» **TEXTO**

En estos días se ha hablado mucho sobre el Padre Joaquín Vilallonga S.J., que nació en Burriana en 1868 -¡hace casi 150 años!- y que vivió la mayor parte de su larga vida por esos mundos de Dios, cumpliendo con sus siempre importantes misiones religiosas.

El Padre Vilallonga era hermano de nuestra muy querida abuela materna, Teresa Vilallonga, y ambos nacieron y vivieron su juventud en la casa de la calle San Agustín 6 de Burriana de la que yo guardo gratos recuerdos por haber pasado en ella muy felices Navidades cuando, con mis padres y tres hermanos, veníamos desde Valencia a celebrarlas con los abuelos.

Por entonces –eran los años cuarenta del siglo pasado- el Padre Vilallonga ya era el gran ausente de la familia. Ya saben ustedes que el miembro del grupo que vuela lejos del nido es aquel a quien más se añora. En nuestra familia ello ocurrió con frecuencia. Mi bisabuelo era marino mercante  lo que le forzó a largos viajes a bordo de su barco, el ‘San José’, del que conservamos el mascarón de proa. Mi hermano mayor, Vicente, pasó una década estudiando en Madrid. Yo mismo, debido a mi profesión viví la mayor parte de mi vida fuera de España.

» **EXTRACTO DE DATOS**
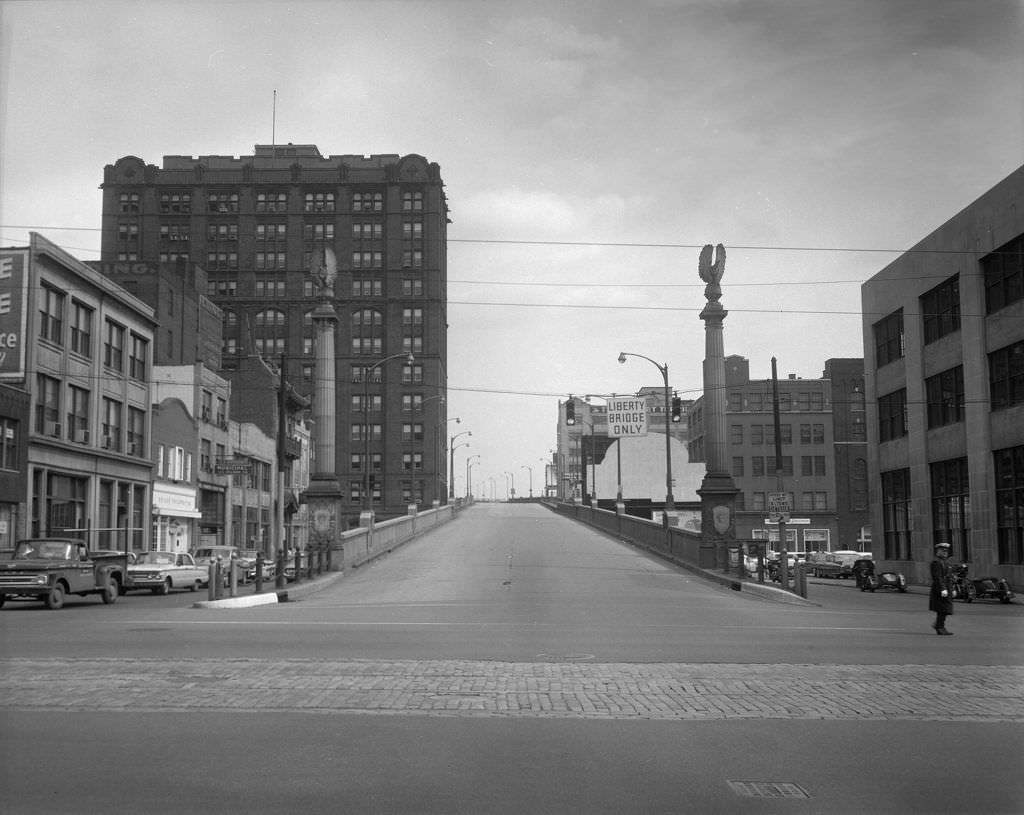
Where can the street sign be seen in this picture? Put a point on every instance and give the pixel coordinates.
(778, 507)
(231, 466)
(627, 416)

» **POR HACER**
**1)** Actualiza el texto sobre el Padre Vilallonga empezando con "En estos días" y siguiendo hasta "con los abuelos.", pero pon "Villarreal" donde dice "Burriana".
**2)** Según el texto sobre el Padre Vilallonga, ¿cómo se llamaba el barco del bisabuelo?

» **RESPUESTAS ESCRITAS**
**1)**
En estos días se ha hablado mucho sobre el Padre Joaquín Vilallonga S.J., que nació en Villarreal en 1868 -¡hace casi 150 años!- y que vivió la mayor parte de su larga vida por esos mundos de Dios, cumpliendo con sus siempre importantes misiones religiosas.

El Padre Vilallonga era hermano de nuestra muy querida abuela materna, Teresa Vilallonga, y ambos nacieron y vivieron su juventud en la casa de la calle San Agustín 6 de Villarreal de la que yo guardo gratos recuerdos por haber pasado en ella muy felices Navidades cuando, con mis padres y tres hermanos, veníamos desde Valencia a celebrarlas con los abuelos.

**2)** San José